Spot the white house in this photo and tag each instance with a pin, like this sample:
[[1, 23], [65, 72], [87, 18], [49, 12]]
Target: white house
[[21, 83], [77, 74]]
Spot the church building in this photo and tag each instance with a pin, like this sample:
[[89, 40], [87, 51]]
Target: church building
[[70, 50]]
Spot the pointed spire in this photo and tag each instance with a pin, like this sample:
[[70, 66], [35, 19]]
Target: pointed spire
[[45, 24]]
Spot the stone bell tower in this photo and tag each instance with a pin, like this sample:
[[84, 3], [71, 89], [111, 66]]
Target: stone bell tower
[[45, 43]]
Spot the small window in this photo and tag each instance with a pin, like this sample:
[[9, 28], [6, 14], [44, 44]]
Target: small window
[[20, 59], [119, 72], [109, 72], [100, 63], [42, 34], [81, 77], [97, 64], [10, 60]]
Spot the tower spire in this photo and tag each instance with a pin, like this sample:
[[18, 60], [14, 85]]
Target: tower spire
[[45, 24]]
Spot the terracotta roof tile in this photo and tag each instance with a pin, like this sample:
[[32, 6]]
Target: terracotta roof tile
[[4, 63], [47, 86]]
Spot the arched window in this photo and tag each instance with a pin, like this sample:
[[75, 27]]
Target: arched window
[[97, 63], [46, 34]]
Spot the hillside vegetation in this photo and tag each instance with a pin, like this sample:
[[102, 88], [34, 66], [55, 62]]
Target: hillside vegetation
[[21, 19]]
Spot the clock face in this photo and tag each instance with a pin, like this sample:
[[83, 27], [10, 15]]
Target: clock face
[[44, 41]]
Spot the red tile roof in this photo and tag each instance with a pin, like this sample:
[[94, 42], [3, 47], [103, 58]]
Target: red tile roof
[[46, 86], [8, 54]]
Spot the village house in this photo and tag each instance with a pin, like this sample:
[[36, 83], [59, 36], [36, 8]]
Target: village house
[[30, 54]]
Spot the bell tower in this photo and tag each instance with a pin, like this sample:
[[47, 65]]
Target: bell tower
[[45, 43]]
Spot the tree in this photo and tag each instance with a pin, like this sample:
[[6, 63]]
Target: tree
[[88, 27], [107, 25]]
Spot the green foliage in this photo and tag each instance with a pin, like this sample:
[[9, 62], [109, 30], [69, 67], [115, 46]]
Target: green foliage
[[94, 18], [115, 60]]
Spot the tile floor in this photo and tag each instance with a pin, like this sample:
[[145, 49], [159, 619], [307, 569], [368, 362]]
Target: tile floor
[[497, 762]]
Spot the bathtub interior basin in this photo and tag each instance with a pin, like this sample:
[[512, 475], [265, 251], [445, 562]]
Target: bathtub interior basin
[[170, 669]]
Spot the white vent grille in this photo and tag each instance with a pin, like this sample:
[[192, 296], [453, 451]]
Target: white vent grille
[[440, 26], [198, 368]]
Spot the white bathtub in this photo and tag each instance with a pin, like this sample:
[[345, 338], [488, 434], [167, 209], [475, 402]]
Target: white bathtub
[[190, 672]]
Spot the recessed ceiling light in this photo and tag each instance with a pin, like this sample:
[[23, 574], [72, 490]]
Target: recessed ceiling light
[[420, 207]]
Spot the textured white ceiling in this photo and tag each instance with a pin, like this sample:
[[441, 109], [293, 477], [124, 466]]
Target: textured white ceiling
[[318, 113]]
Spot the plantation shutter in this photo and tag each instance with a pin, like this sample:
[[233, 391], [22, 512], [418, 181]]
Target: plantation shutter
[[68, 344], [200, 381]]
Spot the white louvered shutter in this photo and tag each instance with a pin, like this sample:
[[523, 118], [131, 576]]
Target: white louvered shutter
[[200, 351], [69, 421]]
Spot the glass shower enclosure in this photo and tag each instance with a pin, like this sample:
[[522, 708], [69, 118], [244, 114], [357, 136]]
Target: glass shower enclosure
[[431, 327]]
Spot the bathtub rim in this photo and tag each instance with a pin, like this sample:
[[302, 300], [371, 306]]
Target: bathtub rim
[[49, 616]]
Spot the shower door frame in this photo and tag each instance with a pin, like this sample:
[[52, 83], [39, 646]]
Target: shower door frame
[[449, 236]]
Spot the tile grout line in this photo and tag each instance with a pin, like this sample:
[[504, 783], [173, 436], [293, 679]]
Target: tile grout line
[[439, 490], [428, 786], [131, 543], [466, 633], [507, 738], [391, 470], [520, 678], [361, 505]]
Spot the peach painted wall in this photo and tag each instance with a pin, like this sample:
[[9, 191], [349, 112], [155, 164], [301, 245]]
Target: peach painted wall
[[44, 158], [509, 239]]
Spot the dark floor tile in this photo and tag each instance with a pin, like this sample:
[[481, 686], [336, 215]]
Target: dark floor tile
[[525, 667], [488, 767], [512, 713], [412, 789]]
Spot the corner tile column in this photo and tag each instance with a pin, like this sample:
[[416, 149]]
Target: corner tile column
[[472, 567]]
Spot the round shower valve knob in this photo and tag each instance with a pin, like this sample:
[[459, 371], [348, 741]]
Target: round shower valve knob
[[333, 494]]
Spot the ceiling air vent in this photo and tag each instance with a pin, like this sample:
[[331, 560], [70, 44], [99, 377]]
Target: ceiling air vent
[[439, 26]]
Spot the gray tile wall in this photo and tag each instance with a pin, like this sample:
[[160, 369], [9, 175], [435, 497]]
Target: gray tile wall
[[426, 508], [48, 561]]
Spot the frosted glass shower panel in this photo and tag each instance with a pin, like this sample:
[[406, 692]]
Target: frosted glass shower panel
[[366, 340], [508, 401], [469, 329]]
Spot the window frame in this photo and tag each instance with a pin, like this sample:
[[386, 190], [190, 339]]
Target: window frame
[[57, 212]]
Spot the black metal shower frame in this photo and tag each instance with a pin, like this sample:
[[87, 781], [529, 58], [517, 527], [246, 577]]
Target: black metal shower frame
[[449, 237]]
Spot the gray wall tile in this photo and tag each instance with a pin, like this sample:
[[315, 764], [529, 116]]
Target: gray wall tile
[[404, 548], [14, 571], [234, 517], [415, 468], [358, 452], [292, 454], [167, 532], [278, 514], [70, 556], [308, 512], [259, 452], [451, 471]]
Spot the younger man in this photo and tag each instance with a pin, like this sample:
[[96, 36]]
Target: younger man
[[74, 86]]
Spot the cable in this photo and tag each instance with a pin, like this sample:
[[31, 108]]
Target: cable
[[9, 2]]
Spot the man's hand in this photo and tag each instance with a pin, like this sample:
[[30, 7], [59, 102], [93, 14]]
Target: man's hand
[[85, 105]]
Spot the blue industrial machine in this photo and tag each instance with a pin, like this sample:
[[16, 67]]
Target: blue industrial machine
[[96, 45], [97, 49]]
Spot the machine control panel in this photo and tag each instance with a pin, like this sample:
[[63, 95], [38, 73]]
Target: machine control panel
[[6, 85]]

※ ※ ※

• [What is expected]: The task calls for every line of the material to be reproduced precisely.

• [Final answer]:
Spot the white house in this photo and tag each instance with a pin, like this sample:
[[1, 23], [65, 72], [87, 18], [49, 12]]
Target: white house
[[21, 83], [77, 74]]
Spot the church building in this photo and tag each instance with a pin, like this sample:
[[89, 40], [87, 51]]
Target: church building
[[70, 50]]
Spot the pointed spire in this photo and tag each instance with a pin, like this sample:
[[70, 66], [35, 19]]
Target: pointed spire
[[45, 24]]
Spot the stone bell tower in this photo and tag each instance with a pin, like this sample:
[[84, 3], [71, 89], [111, 66]]
Target: stone bell tower
[[45, 43]]
Spot the small window in this photo and tag each instance with a pin, like this sample:
[[9, 28], [6, 14], [44, 44]]
Target: small window
[[20, 59], [119, 72], [109, 72], [100, 63], [42, 34], [81, 77], [97, 64], [10, 60]]
Spot the tower spire in this photo and tag each instance with a pin, like this sample:
[[18, 60], [14, 85]]
Target: tower spire
[[45, 24]]
Spot the terracotta roof tile in this photo and tag each instance with a pin, like this sample:
[[32, 6]]
Target: terracotta roof tile
[[4, 63], [47, 86]]
Spot the arched window in this photo and tag each instance with a pin, like this sample:
[[75, 27]]
Target: arched window
[[97, 63], [46, 34]]
Spot the hillside vegetation in this photo and tag each instance with a pin, like this sample:
[[102, 88], [34, 66], [55, 62]]
Target: hillside vegetation
[[21, 19]]
Spot the clock face in this photo and tag each instance with a pin, like this sample:
[[83, 27], [10, 15]]
Target: clock face
[[44, 41]]
Spot the red tile roof in this photo and tag each instance with a pin, like this sample:
[[94, 42], [3, 47], [103, 58]]
Target: red tile roof
[[46, 86], [8, 54]]
Spot the village house in this photo and tag each instance with a pin, like this sample:
[[36, 83], [59, 36], [36, 8]]
Target: village house
[[30, 54]]
Spot the bell tower in this photo and tag each instance with a pin, like this sample:
[[47, 65]]
Target: bell tower
[[45, 43]]
Spot the tree in this photo and tag each instance with a pin, like this sample:
[[6, 63]]
Target: tree
[[88, 27], [107, 25]]
Spot the green foliage in this photo and tag each instance with a pin, like this sample:
[[9, 62], [109, 30], [69, 67], [115, 46]]
Target: green foliage
[[94, 18], [115, 60]]
Spot the tile floor in this photo and tag each instance with a pin, like this sample:
[[145, 49], [159, 619], [307, 569], [368, 362]]
Target: tile floor
[[497, 762]]
Spot the bathtub interior basin in this photo and tag each instance with a pin, like this sample:
[[512, 475], [265, 251], [445, 562]]
Target: bathtub interior basin
[[170, 669]]
Spot the white vent grille in this photo and tag each instance with a pin, like this sample:
[[192, 296], [453, 451]]
Target: white vent grille
[[440, 26], [198, 368]]
Spot the white bathtub in this photo and tag each instance with a pin, like this sample:
[[345, 338], [488, 434], [167, 209], [475, 402]]
Target: white bathtub
[[190, 672]]
Spot the recessed ceiling light in this photo and tag each instance with a pin, like this sample:
[[23, 574], [72, 490]]
Target: recessed ceiling light
[[420, 207]]
Spot the textured white ceiling in this photo and tag each instance with a pin, like this sample:
[[441, 109], [293, 477], [124, 466]]
Target: textured white ceiling
[[318, 113]]
Spot the plantation shutter in this photo and tag each instance with a pin, like this sample:
[[233, 391], [22, 512], [418, 181]]
Target: plantation shutter
[[68, 344], [200, 381]]
Spot the white louvered shutter in this photo and tag each instance with a pin, like this sample:
[[523, 118], [131, 576]]
Target: white louvered shutter
[[200, 351], [69, 421]]
Spot the glass shower enclosure in this photo and tag each instance with a pin, like this sample:
[[522, 708], [69, 118], [244, 114], [357, 136]]
Target: glass shower enclosure
[[431, 327]]
Spot the bathtub rim in this photo and tag each instance with a pin, like this sample:
[[302, 300], [371, 306]]
Target: bathtub rim
[[49, 616]]
Spot the shower door frame in this photo and tag each instance with a pin, like this sample:
[[52, 83], [39, 646]]
Target: shower door frame
[[449, 236]]
Spot the tile grout line in this photo and tag each instance with a pin, like this sample:
[[504, 783], [173, 436], [293, 679]]
Target: tile grout line
[[439, 490], [428, 786], [131, 543], [466, 633], [507, 738], [391, 470], [520, 678], [361, 505]]
Spot the peach painted wall in this photo and tag each instance with a pin, like this sample:
[[9, 191], [349, 112], [155, 164], [301, 245]]
Target: peach painted wall
[[44, 158], [509, 239]]
Spot the dark floor tile in this photo and tag each instance with a pin, like this sample:
[[481, 686], [336, 215]]
Target: dark floor tile
[[525, 667], [488, 767], [512, 713], [412, 789]]
Spot the corner tile column in this photo and tag each instance with a pin, like this sample:
[[416, 149]]
Target: corner tile column
[[472, 567]]
Spot the round shower valve knob in this photo and tag each instance with a pin, like this sample:
[[459, 371], [348, 741]]
Target: round shower valve knob
[[333, 494]]
Spot the ceiling air vent in this photo and tag each instance with a pin, like this sample:
[[331, 560], [70, 44], [99, 377]]
Target: ceiling air vent
[[439, 26]]
Spot the gray tile wall in this photo and tag each instance with a pin, like this sample:
[[160, 369], [9, 175], [435, 497]]
Target: gray tile wall
[[426, 508], [48, 561]]
Spot the frosted glass shower panel in this photo and tag each instance with a pin, like this sample:
[[406, 692]]
Target: frosted glass shower panel
[[366, 340], [508, 401], [469, 329]]
Spot the window frame in this photo and tag each instance with a pin, like this sample:
[[386, 190], [190, 339]]
Target: window frame
[[57, 212]]
Spot the black metal shower frame in this photo and tag each instance with a pin, like this sample:
[[87, 781], [529, 58], [517, 527], [246, 577]]
Target: black metal shower frame
[[449, 237]]
Spot the gray wall tile in this photo and tag each instance with a pin, like this sample:
[[315, 764], [529, 116]]
Target: gray wall tile
[[404, 548], [14, 571], [234, 517], [415, 468], [358, 452], [292, 454], [167, 532], [278, 514], [70, 556], [308, 512], [259, 452], [451, 471]]
Spot the younger man in this photo and tag each instance with a pin, like this sample:
[[96, 36]]
Target: younger man
[[74, 86]]
Spot the cable in this photo and tag each instance with a pin, like this sample:
[[31, 108]]
Target: cable
[[9, 2]]
Spot the man's hand in this photo and tag each instance with a pin, like this sample:
[[30, 7], [59, 102], [93, 14]]
Target: man's hand
[[85, 105]]
Spot the blue industrial machine in this photo and tag each instance with a pin, like this sample:
[[16, 67]]
Target: blue industrial machine
[[96, 45], [97, 49]]
Spot the machine control panel in this photo and tag each instance with a pin, like this sample:
[[63, 95], [38, 73]]
Target: machine control panel
[[6, 85]]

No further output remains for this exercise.